● Entries provided:
- - - -
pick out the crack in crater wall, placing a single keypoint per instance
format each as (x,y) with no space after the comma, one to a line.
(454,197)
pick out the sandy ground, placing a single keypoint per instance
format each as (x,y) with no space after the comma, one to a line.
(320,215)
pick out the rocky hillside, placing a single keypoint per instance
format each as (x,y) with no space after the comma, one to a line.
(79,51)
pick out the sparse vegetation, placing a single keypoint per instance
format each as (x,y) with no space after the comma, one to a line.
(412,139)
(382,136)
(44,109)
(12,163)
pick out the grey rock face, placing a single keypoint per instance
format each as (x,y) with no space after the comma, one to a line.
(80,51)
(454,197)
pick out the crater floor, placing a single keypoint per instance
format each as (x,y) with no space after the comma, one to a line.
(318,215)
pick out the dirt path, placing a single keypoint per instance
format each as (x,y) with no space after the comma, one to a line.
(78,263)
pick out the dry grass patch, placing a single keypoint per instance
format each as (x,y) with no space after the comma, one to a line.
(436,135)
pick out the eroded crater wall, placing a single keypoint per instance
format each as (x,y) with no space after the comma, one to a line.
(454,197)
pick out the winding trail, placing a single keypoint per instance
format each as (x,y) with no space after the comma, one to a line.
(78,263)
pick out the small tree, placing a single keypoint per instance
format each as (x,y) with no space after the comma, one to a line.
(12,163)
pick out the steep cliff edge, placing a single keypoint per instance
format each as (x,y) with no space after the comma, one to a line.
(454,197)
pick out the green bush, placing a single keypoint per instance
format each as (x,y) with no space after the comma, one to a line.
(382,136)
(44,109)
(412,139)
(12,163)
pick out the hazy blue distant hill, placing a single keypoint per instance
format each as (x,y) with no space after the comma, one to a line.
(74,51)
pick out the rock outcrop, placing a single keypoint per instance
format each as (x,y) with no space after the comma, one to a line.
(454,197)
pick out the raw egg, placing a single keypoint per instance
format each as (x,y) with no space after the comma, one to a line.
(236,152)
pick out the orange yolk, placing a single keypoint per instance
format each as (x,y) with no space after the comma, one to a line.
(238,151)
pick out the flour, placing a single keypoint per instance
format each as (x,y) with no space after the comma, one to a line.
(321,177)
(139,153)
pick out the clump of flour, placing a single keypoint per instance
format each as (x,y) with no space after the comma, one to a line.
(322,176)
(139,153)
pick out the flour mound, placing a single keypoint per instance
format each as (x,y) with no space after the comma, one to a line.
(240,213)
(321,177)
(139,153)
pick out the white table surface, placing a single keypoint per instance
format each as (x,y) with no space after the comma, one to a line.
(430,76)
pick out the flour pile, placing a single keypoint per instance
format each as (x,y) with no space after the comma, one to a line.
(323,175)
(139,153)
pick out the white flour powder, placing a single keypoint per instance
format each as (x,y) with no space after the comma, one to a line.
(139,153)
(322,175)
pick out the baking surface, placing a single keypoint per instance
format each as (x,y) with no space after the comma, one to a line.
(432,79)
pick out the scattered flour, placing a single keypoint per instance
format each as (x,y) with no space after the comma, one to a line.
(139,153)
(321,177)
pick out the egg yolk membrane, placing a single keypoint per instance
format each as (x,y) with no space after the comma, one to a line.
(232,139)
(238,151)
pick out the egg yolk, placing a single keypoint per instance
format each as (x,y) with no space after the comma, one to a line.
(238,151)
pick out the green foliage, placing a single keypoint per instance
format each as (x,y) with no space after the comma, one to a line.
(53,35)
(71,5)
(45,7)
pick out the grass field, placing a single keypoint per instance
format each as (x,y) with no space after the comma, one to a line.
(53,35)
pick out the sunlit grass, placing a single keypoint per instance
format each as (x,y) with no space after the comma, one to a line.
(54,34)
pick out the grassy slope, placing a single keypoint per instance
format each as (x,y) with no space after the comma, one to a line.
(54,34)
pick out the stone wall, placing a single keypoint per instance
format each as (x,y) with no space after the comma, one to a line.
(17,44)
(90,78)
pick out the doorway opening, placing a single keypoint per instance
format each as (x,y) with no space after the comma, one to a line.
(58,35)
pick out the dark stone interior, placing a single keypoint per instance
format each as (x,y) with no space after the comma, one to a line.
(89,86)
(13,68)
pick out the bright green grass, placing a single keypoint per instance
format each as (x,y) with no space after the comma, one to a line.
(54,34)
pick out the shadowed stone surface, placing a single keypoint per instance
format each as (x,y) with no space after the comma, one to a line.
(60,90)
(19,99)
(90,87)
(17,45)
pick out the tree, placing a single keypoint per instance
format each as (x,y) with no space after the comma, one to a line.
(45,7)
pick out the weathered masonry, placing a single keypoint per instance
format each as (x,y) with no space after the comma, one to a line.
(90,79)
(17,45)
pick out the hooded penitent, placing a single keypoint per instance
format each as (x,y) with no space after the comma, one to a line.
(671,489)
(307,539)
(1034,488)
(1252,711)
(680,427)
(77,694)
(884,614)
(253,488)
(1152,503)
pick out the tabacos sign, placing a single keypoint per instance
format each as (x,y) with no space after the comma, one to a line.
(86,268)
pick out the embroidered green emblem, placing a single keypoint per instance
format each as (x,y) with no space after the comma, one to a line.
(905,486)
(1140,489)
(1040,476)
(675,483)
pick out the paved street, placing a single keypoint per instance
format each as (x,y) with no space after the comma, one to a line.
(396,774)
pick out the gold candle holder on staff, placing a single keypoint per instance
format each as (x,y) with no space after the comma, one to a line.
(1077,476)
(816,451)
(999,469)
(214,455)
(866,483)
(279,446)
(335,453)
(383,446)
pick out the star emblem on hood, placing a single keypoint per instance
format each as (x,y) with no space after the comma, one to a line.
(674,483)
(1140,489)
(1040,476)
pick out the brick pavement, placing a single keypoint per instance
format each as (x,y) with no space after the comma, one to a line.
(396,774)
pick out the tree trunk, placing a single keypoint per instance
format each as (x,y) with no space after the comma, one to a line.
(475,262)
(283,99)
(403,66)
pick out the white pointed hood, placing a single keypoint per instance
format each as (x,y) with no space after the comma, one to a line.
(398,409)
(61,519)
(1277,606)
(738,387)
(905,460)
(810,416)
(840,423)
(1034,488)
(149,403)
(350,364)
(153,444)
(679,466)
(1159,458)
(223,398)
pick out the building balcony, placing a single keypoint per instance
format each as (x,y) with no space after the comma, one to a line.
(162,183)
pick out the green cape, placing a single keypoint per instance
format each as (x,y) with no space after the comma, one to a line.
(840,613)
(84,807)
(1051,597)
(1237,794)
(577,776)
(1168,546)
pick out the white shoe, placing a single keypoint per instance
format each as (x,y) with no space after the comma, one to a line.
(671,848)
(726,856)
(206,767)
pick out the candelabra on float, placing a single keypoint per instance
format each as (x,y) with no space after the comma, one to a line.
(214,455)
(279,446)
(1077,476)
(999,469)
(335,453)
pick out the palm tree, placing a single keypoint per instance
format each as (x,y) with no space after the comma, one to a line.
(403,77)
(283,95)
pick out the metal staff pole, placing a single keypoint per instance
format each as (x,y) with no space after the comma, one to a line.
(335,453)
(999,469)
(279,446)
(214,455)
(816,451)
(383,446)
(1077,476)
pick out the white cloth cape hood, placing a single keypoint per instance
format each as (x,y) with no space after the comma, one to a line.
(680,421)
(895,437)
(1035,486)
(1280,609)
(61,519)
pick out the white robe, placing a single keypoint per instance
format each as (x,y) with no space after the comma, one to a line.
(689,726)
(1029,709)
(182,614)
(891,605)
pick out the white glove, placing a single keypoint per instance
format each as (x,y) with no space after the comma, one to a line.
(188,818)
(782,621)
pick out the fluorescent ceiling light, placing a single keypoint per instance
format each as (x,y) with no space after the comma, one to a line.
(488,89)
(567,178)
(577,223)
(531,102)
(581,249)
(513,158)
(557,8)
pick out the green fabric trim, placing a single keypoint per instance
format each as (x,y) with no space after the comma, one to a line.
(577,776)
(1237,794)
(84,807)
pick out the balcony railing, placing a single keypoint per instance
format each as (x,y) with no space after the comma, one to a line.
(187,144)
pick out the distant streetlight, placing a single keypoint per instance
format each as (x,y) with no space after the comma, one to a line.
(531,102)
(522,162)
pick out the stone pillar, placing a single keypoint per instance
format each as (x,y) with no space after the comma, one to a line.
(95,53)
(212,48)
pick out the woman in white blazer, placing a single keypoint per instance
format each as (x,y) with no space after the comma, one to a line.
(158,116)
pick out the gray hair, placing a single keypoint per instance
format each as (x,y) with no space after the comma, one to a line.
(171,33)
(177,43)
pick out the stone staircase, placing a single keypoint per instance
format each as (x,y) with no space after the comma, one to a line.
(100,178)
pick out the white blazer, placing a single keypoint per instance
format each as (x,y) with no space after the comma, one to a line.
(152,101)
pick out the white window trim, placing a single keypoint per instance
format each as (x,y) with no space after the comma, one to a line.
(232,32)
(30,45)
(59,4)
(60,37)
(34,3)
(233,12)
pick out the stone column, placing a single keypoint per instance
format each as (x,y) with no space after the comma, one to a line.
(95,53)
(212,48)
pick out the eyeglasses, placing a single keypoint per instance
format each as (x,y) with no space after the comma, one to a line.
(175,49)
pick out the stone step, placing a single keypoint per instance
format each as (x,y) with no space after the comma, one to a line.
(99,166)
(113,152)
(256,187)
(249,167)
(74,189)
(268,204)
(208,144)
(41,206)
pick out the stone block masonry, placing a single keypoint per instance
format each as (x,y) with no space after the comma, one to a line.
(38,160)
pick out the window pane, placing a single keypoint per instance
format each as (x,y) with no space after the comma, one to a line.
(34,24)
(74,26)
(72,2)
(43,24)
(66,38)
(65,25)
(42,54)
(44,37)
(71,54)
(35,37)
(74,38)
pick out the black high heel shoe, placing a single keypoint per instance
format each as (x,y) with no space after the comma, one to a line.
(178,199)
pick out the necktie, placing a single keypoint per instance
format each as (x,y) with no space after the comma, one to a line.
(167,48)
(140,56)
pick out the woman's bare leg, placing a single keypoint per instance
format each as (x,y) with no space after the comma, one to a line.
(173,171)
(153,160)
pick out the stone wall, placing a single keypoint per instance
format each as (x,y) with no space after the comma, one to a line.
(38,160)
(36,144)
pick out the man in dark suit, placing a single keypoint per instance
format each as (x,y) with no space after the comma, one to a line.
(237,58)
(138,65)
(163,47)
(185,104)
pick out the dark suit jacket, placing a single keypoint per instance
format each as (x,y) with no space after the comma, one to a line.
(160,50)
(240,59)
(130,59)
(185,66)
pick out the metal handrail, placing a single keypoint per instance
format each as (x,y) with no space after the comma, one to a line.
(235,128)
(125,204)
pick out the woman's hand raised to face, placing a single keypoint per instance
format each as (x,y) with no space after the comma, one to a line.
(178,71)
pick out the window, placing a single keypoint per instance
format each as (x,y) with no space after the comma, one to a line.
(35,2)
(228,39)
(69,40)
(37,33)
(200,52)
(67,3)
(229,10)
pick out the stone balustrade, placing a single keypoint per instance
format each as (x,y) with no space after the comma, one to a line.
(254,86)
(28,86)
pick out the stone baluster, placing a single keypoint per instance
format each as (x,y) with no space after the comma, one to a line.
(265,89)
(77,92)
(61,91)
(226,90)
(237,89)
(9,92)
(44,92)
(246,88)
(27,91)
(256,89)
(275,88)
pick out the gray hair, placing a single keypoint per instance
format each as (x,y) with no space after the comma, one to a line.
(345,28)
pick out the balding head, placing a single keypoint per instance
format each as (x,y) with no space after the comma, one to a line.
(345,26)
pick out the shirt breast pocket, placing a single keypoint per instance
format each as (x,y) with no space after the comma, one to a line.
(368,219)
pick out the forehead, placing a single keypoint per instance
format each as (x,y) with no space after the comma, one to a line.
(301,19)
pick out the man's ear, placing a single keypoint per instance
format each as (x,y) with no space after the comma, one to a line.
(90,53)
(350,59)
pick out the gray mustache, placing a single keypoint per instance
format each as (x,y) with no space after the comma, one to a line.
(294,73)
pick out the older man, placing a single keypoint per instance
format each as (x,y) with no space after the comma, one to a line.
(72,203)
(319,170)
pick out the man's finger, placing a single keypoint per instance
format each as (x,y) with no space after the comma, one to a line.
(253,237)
- - - -
● Task prompt: Extract, exactly as they appear, the lines from the one containing "pick out the forehead, placing" through the final line.

● Written solution:
pick out the forehead, placing a single keypoint per instance
format each as (x,y) with no space after the comma, one to a line.
(301,19)
pick out the man's ear, placing a single keypoint per instance
format each as (x,y) with no space after the comma, one to a line.
(90,53)
(350,59)
pick out the gray mustache, placing a single keypoint per instance
format each as (x,y) with no space after the comma, one to a line.
(294,73)
pick out the older man, placing a single keypoint per instance
format each as (x,y) with no space after the comma, one to a line.
(72,203)
(319,170)
pick out the man's finger, placing a single keypoint per instance
format each as (x,y) with no space after the comma, one to a line.
(253,237)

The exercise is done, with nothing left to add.